:: TEXTE PROPOSÉ

Parmi les 10 000 personnes employées au sein des diocèses et des paroisses, peu semblent d’ailleurs s’être émus d’apprendre que le Conseil pour les affaires économiques, sociales et juridiques de la CEF – qui établit chaque année une grille indicative des rémunérations –, n’avait pas encouragé, pour 2017, d’augmentation des salaires.

Une enquête est engagée

Au sein de l’Église, les politiques salariales sont, de toute façon, appliquées par les échelons inférieurs. Par les diocèses, d’abord, qui restent entièrement libres de relayer aux paroisses d’autres propositions de rémunération, en s’affranchissant s’ils le souhaitent des montants évoqués par la commission épiscopale.

C’est d’ailleurs pour « clarifier la situation » et « poser un diagnostic comparatif des différentes politiques salariales » que la CEF a commandé au groupe Ecclésia RH une vaste « enquête de rémunération » auprès des diocèses.

::::

## CONSIGNE
Rédigez la suite de l'extrait sur les salaires au sein de l'Église, en enchaînant directement après sa dernière phrase.

:: DONNÉES À ANALYSER

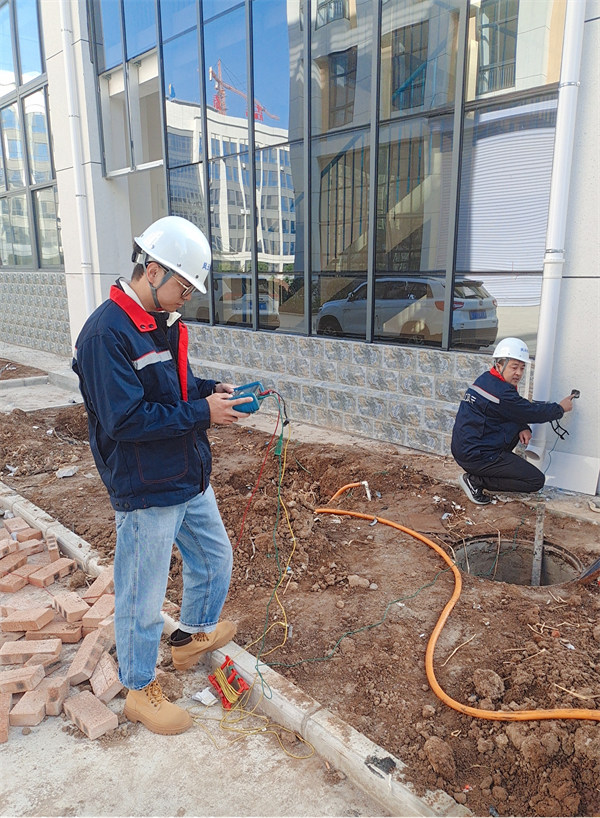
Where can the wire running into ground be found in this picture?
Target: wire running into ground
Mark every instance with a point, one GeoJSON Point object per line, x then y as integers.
{"type": "Point", "coordinates": [491, 715]}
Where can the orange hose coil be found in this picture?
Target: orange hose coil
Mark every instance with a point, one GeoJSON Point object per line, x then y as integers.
{"type": "Point", "coordinates": [493, 715]}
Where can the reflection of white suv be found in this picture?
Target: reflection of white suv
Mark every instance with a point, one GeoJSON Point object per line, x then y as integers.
{"type": "Point", "coordinates": [236, 311]}
{"type": "Point", "coordinates": [412, 308]}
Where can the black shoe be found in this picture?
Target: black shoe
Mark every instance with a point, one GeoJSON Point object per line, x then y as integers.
{"type": "Point", "coordinates": [475, 495]}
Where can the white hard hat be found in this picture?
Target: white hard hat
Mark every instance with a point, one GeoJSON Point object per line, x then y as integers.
{"type": "Point", "coordinates": [512, 348]}
{"type": "Point", "coordinates": [179, 245]}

::::

## CORRIGÉ
Pour l’instant, 35 d’entre eux y ont souscrit. « Il s’agit d’une avancée majeure en matière de gestion des ressources humaines dans l’Église », se réjouit-on à la CEF. En attendant les résultats – dans le courant de l’année 2017 –, « nombre de diocèses – et surtout ceux qui n’ont pas encore d’accords collectifs – continuent de s’inspirer de la grille votée par le conseil épiscopal, qu’ils utilisent comme un outil comparatif », poursuit la CEF. En outre, si celle-ci n’a pas encouragé cette année d’augmentation « catégorielle », elle n’aborde pas la question des éventuelles primes ou augmentations individuelles.

En paroisse, la rétribution du travail n’est pas revendiquée

Dans les paroisses, ces dernières décisions reviennent en effet aux curés. Organiste, secrétaire, intendante, femme de ménage, sacristain… Dans le huitième arrondissement de Paris, une dizaine de personnes travaillent pour la paroisse Saint-Augustin. « Elles ne sont pas toutes employées à plein-temps, maisje peux décider, dans les limites des finances de ma paroisse, de leur donner des primes », explique Denis Branchu, le curé, en précisant noter « une faible attente » à ce sujet. Parce que, résume-t-il encore, « les gens qui veulent faire fortune ne postulent de toute façon pas à la paroisse ».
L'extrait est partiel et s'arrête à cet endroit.